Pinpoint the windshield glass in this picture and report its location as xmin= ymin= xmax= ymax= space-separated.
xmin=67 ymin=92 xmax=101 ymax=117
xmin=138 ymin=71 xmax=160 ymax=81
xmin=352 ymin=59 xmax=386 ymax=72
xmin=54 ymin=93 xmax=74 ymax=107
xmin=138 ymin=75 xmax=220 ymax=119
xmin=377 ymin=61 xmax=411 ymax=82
----------
**What is required:** Output all the lines above as a JSON list of strings, one string per line, leaving out any blank lines.

**Reply:**
[
  "Pinpoint the windshield glass in this picture and report its location as xmin= ymin= xmax= ymax= space-separated.",
  "xmin=67 ymin=92 xmax=101 ymax=117",
  "xmin=138 ymin=71 xmax=160 ymax=81",
  "xmin=352 ymin=59 xmax=386 ymax=72",
  "xmin=54 ymin=93 xmax=74 ymax=107",
  "xmin=138 ymin=75 xmax=220 ymax=119",
  "xmin=377 ymin=61 xmax=411 ymax=82"
]